* **Instruction**
Below is a set of entries. Reproduce exactly the lines from the one containing "floor shown in the photo above." through the end, both included.

-- begin Records for the task --

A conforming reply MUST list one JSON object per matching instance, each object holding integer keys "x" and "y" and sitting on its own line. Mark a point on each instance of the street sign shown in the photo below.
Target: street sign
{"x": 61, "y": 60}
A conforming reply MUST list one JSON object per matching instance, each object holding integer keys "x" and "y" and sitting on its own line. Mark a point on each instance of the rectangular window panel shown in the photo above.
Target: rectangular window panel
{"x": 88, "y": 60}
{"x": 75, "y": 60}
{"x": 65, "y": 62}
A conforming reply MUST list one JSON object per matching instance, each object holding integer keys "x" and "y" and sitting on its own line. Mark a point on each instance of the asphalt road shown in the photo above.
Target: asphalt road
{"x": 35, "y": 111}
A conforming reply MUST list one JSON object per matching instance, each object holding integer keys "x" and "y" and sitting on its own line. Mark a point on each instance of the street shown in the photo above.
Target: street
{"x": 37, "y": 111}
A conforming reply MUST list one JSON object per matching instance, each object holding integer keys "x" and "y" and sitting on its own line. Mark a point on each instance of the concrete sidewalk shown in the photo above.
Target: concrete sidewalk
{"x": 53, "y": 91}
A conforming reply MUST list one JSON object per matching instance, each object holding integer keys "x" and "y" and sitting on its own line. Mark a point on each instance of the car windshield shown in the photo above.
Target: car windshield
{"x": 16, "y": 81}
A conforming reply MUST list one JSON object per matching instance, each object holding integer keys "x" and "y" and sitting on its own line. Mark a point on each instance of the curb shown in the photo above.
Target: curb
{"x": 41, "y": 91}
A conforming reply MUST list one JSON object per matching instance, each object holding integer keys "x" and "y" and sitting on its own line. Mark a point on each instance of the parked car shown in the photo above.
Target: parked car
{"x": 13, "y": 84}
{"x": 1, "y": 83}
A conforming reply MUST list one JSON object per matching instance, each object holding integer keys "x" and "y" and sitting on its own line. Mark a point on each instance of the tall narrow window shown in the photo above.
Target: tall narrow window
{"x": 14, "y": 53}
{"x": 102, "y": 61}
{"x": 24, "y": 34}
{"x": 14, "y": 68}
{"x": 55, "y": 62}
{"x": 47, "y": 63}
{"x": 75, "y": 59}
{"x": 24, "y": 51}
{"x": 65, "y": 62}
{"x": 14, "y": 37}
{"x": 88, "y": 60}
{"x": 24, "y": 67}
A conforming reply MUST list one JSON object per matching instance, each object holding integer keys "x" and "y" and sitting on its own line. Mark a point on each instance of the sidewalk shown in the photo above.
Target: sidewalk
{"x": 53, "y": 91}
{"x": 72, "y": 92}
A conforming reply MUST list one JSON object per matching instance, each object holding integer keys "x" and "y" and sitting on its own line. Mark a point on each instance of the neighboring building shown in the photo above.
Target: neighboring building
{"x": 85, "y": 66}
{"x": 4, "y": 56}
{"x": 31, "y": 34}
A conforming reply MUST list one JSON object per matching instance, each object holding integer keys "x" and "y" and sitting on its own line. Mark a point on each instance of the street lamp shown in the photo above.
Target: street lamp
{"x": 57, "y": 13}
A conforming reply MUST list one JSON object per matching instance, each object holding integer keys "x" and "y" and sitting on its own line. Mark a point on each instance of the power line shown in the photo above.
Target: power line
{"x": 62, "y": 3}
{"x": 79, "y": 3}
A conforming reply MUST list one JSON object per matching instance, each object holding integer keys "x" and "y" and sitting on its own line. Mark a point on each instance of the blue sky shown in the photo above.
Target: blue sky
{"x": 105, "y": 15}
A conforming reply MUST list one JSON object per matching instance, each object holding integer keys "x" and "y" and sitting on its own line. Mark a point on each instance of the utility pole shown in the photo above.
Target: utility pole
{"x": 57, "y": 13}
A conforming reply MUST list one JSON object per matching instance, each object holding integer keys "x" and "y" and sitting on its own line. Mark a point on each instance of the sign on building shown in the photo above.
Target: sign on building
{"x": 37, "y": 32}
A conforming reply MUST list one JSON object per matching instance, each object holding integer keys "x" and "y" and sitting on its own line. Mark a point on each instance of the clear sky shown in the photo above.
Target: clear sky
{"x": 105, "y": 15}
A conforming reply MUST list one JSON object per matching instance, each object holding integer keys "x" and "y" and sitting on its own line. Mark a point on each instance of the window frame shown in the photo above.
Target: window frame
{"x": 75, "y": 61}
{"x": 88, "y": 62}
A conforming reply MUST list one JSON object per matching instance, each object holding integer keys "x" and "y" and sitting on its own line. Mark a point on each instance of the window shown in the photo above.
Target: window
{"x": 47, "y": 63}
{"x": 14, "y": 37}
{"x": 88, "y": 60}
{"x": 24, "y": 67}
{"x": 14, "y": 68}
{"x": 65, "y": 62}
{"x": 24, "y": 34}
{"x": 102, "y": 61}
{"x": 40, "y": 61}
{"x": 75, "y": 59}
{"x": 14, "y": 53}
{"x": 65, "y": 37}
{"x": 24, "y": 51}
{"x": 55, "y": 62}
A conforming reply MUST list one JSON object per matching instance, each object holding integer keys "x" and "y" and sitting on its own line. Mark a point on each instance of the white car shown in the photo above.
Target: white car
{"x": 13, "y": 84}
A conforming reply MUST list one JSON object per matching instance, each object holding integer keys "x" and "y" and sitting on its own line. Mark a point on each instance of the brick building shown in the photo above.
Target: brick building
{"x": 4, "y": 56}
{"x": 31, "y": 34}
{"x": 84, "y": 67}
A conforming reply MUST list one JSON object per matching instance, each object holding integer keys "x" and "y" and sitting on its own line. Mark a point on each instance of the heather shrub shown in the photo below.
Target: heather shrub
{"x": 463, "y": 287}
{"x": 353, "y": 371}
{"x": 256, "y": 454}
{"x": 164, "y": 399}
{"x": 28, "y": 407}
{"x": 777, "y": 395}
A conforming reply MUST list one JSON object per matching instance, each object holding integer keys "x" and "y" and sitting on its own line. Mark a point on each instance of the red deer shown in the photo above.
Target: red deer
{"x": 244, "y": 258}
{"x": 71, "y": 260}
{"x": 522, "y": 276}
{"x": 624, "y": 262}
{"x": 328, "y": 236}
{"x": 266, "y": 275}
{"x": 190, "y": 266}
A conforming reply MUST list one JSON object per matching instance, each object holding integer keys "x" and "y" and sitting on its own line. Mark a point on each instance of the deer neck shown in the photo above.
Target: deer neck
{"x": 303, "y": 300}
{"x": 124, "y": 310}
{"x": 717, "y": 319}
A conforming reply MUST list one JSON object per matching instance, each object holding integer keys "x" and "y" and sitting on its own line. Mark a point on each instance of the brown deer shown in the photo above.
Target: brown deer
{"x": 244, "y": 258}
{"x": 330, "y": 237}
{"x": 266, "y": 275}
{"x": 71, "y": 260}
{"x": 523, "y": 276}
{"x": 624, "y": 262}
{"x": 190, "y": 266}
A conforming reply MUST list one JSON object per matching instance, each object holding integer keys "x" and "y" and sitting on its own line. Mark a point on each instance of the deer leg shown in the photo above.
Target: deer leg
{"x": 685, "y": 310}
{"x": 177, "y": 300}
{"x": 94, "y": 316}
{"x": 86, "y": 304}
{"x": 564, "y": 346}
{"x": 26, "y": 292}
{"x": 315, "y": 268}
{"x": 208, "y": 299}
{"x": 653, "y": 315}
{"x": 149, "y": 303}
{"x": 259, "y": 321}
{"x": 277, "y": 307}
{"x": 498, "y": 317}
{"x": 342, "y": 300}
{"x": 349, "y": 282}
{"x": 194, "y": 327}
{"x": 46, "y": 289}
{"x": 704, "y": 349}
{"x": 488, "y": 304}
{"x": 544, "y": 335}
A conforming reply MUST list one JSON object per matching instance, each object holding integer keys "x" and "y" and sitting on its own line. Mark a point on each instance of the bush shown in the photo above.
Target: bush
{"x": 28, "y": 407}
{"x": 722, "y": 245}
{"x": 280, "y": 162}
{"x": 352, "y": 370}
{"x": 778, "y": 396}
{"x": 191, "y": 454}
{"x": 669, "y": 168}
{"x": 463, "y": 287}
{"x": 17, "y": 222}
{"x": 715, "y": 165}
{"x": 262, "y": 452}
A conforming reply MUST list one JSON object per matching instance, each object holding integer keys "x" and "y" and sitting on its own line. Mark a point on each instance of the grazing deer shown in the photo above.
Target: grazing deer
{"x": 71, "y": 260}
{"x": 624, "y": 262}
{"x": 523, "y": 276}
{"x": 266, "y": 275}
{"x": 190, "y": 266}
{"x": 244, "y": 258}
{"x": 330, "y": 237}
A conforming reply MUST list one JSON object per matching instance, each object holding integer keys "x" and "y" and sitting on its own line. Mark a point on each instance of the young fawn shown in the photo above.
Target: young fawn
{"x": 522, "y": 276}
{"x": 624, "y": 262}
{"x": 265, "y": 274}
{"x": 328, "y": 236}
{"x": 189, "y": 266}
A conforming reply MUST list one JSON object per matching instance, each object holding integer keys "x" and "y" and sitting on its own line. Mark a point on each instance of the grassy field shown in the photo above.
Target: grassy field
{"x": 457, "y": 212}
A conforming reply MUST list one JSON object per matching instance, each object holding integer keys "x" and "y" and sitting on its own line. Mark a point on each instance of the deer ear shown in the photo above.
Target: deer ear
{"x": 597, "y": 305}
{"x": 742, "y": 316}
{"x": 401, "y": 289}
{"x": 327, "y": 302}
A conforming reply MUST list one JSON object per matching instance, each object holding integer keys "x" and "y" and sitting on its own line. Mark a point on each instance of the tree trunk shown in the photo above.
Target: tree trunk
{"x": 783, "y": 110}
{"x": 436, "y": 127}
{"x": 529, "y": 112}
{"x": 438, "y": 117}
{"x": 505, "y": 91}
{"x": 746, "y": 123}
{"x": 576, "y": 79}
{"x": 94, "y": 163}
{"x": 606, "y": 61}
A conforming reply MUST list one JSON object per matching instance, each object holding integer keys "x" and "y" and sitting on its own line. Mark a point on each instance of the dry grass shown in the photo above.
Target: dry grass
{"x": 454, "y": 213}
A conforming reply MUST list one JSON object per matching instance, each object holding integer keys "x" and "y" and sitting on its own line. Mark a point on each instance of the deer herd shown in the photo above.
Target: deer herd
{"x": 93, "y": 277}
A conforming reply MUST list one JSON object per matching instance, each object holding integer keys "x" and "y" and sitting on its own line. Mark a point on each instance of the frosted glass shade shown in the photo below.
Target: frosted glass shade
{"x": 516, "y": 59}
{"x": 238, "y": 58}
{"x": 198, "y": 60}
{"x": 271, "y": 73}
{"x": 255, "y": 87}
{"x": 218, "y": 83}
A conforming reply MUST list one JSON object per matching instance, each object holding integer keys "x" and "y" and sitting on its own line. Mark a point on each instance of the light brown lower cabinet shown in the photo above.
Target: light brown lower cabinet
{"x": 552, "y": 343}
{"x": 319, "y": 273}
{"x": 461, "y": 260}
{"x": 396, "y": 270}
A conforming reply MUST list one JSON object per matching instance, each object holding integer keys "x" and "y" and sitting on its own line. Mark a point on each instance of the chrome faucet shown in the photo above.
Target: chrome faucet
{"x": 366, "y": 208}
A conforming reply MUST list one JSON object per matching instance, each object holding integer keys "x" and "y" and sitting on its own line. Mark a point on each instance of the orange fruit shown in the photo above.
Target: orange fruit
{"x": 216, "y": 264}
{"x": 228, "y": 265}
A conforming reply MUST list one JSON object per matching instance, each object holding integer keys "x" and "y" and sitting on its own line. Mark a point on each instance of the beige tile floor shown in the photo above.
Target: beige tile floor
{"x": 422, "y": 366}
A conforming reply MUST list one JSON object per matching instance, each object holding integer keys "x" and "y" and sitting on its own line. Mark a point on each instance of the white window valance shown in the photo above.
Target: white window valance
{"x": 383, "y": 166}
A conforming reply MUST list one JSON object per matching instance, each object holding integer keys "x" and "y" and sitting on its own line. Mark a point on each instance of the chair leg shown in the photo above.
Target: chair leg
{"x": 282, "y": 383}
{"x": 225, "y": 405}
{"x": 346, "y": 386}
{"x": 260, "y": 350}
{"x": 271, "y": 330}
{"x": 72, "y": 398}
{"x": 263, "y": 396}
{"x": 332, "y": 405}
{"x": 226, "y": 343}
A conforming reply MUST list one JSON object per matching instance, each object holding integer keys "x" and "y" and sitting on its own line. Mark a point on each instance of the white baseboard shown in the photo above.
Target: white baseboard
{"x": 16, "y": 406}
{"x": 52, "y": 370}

-- end Records for the task --

* **Answer**
A conforming reply MUST list one JSON object per matching instance, each object holding integer keys "x" and "y" and sitting on its own line. Mark a point on each instance of the beige tile floor shown in the photo above.
Target: beige tile floor
{"x": 422, "y": 366}
A conforming reply MUST list one JSON object per matching instance, each object holding integer keys "x" and "y" and sitting on its own line. Mark a point on each instance of the white window valance shown in the photo above.
Target: white window valance
{"x": 383, "y": 166}
A conforming reply MUST list one JSON object per matching instance, each object holding integer keys "x" and "y" and sitting on its own line. Mark a point on each instance of the chair leg shown in the photo above.
Target: chair leg
{"x": 282, "y": 383}
{"x": 225, "y": 405}
{"x": 346, "y": 386}
{"x": 260, "y": 350}
{"x": 271, "y": 330}
{"x": 72, "y": 398}
{"x": 263, "y": 396}
{"x": 332, "y": 405}
{"x": 226, "y": 343}
A conforming reply MUST list one JSON object per matching instance, each object holding integer keys "x" and "y" and sitting on its own line. Mark a point on each instance of the white baseboard shown in the photo above.
Target: white baseboard
{"x": 16, "y": 406}
{"x": 52, "y": 370}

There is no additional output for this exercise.